Отрывок из текста:
'''
Читаем «Свеча горела…» Годы с Борисом Пастернаком полностью

Мы решили немедленно взять такси и поехать в Переделкино, чтобы быть с мамой. Выходя, столкнулись с ней в дверях – она приехала вместе с Мариной и Митей. Зачем? Оказывается, тоже надо было что-то делать, и это дело – быть со мной, сообщить мне. Мать была спокойней, чем я ожидала. Она плакала (но истерики не было), все время только повторяла: «А говорили, что он изменился, постарел. Неправда! Неправда! Он такой же, молодой, теплый, красивый…» Словно споря с кем-то невидимым, твердила с ожесточением: «Неправда, неправда!»

Марина мне все рассказала. Это было почти как в романе «Доктор Живаго» – прощание Лары с мертвым Юрием Андреевичем. Часов в шесть утра мама с Мариной и Митя уже были около дачи, у сложенных штабелями щитов – снежных заслонов. Сестры сменялись обычно в восемь, а тут вдруг дежурная вышла из дома почти сразу же после их прихода и, не дожидаясь смены, двинулась на станцию. И тогда мама пошла в дом, порог которого ни разу в жизни не переступала. Она поднялась на крыльцо, открыла дверь – никого не было. Она пошла по коридору, и тут ее встретила Татьяна Матвеевна, домработница Пастернаков. Б.Л. ее очень любил, а она его – без памяти, несмотря на крайнюю внешнюю суровость, с которой проявляла свои чувства. Она провела маму к Б.Л., и там мама оставалась с ним, наверное, с полчаса. В комнату никто не зашел. Они простились. Митя и Марина ждали за воротами.
'''
Предоставленные строки:
'''
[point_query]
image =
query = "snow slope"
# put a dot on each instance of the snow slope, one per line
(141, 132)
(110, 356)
'''
'''
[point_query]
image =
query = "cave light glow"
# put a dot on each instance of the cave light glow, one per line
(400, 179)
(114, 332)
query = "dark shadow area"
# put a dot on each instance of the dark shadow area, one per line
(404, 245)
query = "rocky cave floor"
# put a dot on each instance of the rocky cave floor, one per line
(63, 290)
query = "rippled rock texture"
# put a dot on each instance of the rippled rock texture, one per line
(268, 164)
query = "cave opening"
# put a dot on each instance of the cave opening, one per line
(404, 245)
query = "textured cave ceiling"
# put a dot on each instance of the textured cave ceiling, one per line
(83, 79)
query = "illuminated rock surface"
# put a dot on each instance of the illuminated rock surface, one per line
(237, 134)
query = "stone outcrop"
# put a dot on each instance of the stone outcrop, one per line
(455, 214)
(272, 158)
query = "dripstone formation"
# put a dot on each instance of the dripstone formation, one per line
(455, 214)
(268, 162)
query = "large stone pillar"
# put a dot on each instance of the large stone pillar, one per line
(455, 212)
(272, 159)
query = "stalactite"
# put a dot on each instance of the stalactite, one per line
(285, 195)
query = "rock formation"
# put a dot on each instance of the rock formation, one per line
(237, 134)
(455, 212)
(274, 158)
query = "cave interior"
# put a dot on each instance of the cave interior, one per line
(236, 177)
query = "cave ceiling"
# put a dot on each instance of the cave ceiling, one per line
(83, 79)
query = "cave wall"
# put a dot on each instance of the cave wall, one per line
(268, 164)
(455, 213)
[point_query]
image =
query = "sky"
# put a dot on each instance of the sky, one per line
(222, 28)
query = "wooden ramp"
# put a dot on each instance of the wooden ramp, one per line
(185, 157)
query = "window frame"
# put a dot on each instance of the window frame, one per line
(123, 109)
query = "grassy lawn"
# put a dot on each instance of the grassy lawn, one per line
'''
'''
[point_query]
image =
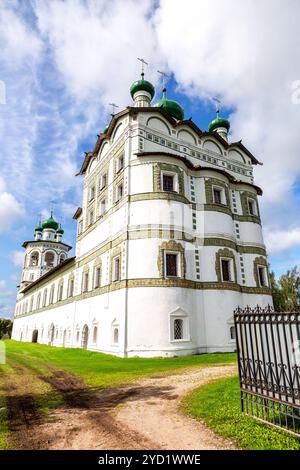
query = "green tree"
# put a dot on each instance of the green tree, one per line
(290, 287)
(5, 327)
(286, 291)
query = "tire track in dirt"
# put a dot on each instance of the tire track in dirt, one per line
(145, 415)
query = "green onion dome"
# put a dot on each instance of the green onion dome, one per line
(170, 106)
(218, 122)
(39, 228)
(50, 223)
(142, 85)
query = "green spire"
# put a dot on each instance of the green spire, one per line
'''
Что сделать:
**1)** Назовите всех людей, которых отрывок упоминает по имени или инициалам, кроме героев романа «Доктор Живаго».
**2)** Перепишите из отрывка дословно фрагмент, начиная со слов «Марина мне все» и заканчивая словами «ждали за воротами.».

Ответы по заданиям:
**1)** Борис Пастернак (Б.Л.), Марина, Митя, Татьяна Матвеевна

**2)**
Марина мне все рассказала. Это было почти как в романе «Доктор Живаго» – прощание Лары с мертвым Юрием Андреевичем. Часов в шесть утра мама с Мариной и Митя уже были около дачи, у сложенных штабелями щитов – снежных заслонов. Сестры сменялись обычно в восемь, а тут вдруг дежурная вышла из дома почти сразу же после их прихода и, не дожидаясь смены, двинулась на станцию. И тогда мама пошла в дом, порог которого ни разу в жизни не переступала. Она поднялась на крыльцо, открыла дверь – никого не было. Она пошла по коридору, и тут ее встретила Татьяна Матвеевна, домработница Пастернаков. Б.Л. ее очень любил, а она его – без памяти, несмотря на крайнюю внешнюю суровость, с которой проявляла свои чувства. Она провела маму к Б.Л., и там мама оставалась с ним, наверное, с полчаса. В комнату никто не зашел. Они простились. Митя и Марина ждали за воротами.